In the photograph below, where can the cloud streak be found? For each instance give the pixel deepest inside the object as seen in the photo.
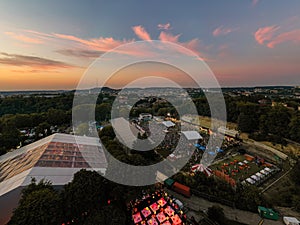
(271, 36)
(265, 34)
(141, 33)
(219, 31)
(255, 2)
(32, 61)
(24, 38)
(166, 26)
|---|
Retype the records in full, exactly as given, and omit the pictures.

▶ Answer to this exercise
In the photograph below, where can the cloud streak be found? For each instance give the pixel deepest inside the object as seen in the photo.
(271, 36)
(265, 34)
(141, 33)
(219, 31)
(255, 2)
(32, 61)
(24, 38)
(166, 26)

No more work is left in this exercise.